_Record list_.
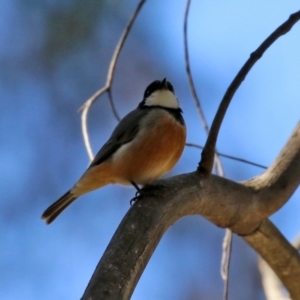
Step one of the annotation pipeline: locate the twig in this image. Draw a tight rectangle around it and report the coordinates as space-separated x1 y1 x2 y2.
183 0 232 300
183 0 225 176
221 228 232 300
185 143 267 169
80 0 146 160
198 11 300 175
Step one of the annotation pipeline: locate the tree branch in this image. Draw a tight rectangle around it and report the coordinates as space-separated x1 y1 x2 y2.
244 220 300 300
185 143 267 169
258 235 300 300
82 124 300 300
183 0 225 176
198 11 300 175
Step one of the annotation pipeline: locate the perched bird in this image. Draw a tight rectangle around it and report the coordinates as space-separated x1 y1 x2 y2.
42 78 186 224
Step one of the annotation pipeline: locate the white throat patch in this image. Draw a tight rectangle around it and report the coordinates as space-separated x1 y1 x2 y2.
145 89 179 109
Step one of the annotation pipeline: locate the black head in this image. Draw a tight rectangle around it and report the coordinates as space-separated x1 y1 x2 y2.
139 78 179 109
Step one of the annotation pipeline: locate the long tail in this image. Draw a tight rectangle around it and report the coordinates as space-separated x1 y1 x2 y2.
41 191 77 224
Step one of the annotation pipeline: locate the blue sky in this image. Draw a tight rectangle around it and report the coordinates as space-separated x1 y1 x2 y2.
0 0 300 300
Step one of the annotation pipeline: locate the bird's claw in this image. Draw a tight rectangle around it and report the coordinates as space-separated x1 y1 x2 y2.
129 189 143 206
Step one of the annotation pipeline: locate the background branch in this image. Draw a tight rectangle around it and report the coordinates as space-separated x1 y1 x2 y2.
185 143 267 169
183 0 225 176
80 0 146 161
198 11 300 174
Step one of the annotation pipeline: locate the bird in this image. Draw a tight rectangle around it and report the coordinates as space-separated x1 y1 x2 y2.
41 78 186 224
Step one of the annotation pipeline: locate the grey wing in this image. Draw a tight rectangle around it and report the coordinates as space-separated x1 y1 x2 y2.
89 108 147 168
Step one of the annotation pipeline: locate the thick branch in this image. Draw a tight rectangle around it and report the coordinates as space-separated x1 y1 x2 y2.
82 125 300 300
244 220 300 300
198 11 300 174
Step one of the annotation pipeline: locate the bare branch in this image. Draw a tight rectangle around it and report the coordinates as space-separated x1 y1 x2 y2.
198 11 300 175
183 0 225 176
258 235 300 300
82 125 300 300
185 143 267 169
221 229 232 300
80 0 146 160
244 220 300 300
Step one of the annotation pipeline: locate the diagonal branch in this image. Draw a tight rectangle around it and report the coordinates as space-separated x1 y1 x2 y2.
82 125 300 300
80 0 146 160
185 143 267 169
198 11 300 175
244 220 300 300
258 235 300 300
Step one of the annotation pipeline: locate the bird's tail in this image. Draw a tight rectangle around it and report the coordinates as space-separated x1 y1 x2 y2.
42 191 77 224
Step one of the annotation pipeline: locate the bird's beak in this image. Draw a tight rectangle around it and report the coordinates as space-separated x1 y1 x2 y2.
160 78 168 90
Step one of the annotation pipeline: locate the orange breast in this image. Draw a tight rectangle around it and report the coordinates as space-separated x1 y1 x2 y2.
113 112 186 185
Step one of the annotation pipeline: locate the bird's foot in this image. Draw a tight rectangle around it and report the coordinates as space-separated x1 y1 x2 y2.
129 183 164 206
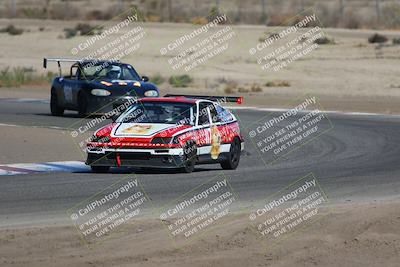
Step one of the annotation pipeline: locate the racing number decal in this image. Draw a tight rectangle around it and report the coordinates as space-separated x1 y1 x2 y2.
211 126 221 159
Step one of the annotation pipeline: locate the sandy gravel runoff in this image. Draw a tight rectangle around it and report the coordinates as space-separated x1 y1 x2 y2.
0 201 400 267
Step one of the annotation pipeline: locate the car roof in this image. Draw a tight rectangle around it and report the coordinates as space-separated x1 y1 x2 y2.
140 96 199 104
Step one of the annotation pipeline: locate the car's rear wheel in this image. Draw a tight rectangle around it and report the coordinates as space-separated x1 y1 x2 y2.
78 92 88 117
221 137 241 170
90 166 110 173
50 91 64 116
181 142 197 173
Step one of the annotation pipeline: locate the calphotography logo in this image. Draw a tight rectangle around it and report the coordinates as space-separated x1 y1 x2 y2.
249 173 328 244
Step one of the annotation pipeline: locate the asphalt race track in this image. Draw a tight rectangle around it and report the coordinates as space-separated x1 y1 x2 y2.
0 99 400 227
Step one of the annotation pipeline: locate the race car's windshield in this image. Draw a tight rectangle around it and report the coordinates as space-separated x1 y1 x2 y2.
81 62 140 81
116 102 196 125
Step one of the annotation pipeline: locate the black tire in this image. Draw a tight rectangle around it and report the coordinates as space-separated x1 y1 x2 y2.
221 137 241 170
78 93 88 118
181 142 197 173
50 91 64 116
90 166 110 173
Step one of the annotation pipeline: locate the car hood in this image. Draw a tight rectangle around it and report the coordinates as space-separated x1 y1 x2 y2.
111 123 190 138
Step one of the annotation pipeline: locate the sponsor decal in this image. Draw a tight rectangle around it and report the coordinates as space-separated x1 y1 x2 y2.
211 126 221 159
122 125 152 134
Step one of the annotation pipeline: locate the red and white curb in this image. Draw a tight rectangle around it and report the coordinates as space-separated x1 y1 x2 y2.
0 161 90 176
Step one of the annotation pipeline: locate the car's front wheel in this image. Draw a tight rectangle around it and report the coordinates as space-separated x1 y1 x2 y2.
221 137 241 170
181 142 197 173
90 166 110 173
50 92 64 116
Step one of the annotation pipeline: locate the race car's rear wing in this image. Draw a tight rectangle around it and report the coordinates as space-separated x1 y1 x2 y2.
164 94 243 104
43 57 120 76
43 57 81 76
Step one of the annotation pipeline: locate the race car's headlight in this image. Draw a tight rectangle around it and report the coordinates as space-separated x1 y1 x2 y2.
90 135 111 143
90 89 111 96
144 90 158 96
151 137 172 144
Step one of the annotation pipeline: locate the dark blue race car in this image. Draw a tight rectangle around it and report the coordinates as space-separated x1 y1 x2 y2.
43 58 159 117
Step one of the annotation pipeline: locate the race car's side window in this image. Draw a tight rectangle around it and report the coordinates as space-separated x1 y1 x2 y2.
209 105 221 123
199 102 210 125
216 105 233 122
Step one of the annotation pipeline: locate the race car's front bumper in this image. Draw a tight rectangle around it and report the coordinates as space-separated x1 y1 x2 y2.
86 149 183 168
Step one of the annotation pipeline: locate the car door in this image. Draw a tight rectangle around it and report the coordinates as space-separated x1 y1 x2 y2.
194 101 213 155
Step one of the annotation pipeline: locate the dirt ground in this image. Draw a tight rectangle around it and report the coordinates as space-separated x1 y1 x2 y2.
0 201 400 267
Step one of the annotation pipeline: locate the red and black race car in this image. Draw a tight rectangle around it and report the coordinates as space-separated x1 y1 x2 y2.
86 95 244 172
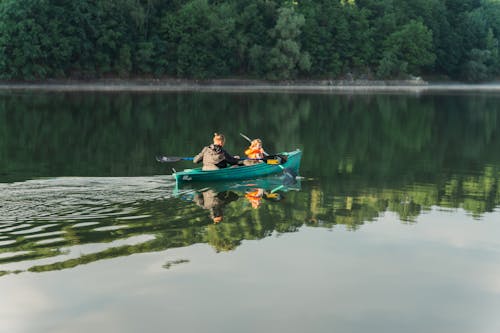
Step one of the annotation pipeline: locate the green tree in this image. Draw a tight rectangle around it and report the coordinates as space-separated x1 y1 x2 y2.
268 6 311 79
378 21 436 77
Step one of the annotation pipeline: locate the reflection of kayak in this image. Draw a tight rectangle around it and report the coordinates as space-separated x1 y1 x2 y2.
174 174 301 196
172 149 302 185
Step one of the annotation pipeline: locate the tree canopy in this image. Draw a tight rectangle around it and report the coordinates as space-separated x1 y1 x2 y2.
0 0 500 81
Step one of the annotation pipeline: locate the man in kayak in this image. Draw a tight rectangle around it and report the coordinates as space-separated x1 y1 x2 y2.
193 133 242 170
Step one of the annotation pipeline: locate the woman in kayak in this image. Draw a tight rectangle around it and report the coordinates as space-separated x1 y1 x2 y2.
193 133 241 170
244 139 267 165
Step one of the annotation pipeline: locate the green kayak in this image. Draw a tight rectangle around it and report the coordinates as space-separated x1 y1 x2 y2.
172 149 302 184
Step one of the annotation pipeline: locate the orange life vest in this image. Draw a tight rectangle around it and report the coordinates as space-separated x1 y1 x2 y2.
245 148 264 158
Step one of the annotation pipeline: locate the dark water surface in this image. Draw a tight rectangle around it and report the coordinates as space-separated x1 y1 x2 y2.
0 91 500 333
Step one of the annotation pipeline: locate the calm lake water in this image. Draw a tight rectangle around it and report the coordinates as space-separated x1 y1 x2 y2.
0 91 500 333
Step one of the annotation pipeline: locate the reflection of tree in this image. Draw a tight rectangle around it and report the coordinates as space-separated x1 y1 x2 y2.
0 93 500 274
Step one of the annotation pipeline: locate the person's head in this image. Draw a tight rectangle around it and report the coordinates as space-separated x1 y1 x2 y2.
214 133 226 146
250 139 262 148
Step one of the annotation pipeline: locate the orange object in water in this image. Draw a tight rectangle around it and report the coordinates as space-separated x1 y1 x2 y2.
245 188 264 208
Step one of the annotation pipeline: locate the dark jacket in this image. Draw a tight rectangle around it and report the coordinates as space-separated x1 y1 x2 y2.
193 144 240 170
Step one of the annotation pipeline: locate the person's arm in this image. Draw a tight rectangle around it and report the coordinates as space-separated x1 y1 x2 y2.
193 147 207 163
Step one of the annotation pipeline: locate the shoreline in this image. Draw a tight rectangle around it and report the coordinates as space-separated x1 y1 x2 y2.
0 78 500 93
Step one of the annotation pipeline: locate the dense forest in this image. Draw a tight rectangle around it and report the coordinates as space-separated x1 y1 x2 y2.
0 0 500 82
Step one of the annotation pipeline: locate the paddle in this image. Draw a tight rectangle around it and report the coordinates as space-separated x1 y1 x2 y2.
156 156 193 163
156 156 281 163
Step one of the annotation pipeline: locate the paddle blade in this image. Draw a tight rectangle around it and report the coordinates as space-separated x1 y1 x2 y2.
156 156 183 163
240 133 252 143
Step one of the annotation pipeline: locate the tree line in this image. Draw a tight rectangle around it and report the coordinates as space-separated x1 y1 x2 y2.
0 0 500 81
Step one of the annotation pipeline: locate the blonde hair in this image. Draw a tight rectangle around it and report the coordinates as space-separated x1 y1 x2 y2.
214 133 226 144
250 139 262 147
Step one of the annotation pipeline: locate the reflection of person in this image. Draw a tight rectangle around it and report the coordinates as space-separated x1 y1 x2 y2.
244 139 267 165
245 188 264 209
245 188 282 209
193 133 240 170
193 189 239 223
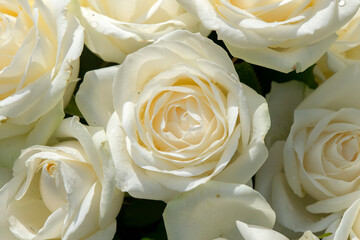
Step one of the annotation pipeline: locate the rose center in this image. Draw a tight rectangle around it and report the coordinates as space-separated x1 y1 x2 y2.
341 136 359 161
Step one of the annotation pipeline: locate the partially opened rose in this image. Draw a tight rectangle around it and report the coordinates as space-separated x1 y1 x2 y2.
178 0 360 72
72 0 209 63
163 181 276 240
316 10 360 81
256 65 360 232
0 118 123 240
0 0 84 167
77 30 270 201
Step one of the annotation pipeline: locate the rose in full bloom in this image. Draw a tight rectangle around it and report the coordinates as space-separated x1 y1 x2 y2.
315 10 360 81
256 65 360 232
178 0 360 72
77 30 270 201
0 0 84 167
163 181 276 240
68 0 209 63
0 118 123 240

_Short exercise_.
Extract everything from the start of the material down to and including the line that contains "129 189 143 206". Leave the pictures out of your answer.

_Written response_.
Step one of the annotation pipeline: locate the twig in this image. Draw a tight rectangle around it and report the coordinates as space-separated x1 y1 x2 y2.
183 0 232 300
183 0 225 176
221 228 232 300
185 143 267 169
80 0 146 160
198 11 300 175
Step one of the annotation pipeline: locate the tree branch in this image. Draw a tight rectangle around it and report the coordinates as space-separated x1 y1 x2 y2.
244 220 300 300
185 143 267 169
258 235 300 300
82 124 300 300
183 0 225 176
198 11 300 175
Step one of the annotation pipeline: locate the perched bird in this image. Draw a tight rectangle around it and report the coordinates as space-separated x1 y1 x2 y2.
42 78 186 224
Step one of the annotation pipeline: locate the white throat patch in this image. Draw a tight rectangle around it and report the coordinates as space-separated x1 y1 x2 y2.
145 89 179 109
Step one of the annotation pipeline: locate the black head in this image. Draw a tight rectangle around it and report the coordinates as space-separated x1 y1 x2 y2.
139 78 179 109
Step one of the annotation pipeline: locate the long tail in this image. Draw a tight rectangle around it and report the coordinates as space-separated x1 y1 x2 y2.
41 191 77 224
Step one of the annotation pipeline: locate the blue sky in this image. Draw a tight rectangle around it and report the coordinates as space-separated x1 y1 x2 y2.
0 0 300 300
Step one of the annotation pipeline: locate the bird's claw in this image. Draw a tight rectangle around it and report the coordinates as space-separated x1 y1 x2 y2.
129 189 143 206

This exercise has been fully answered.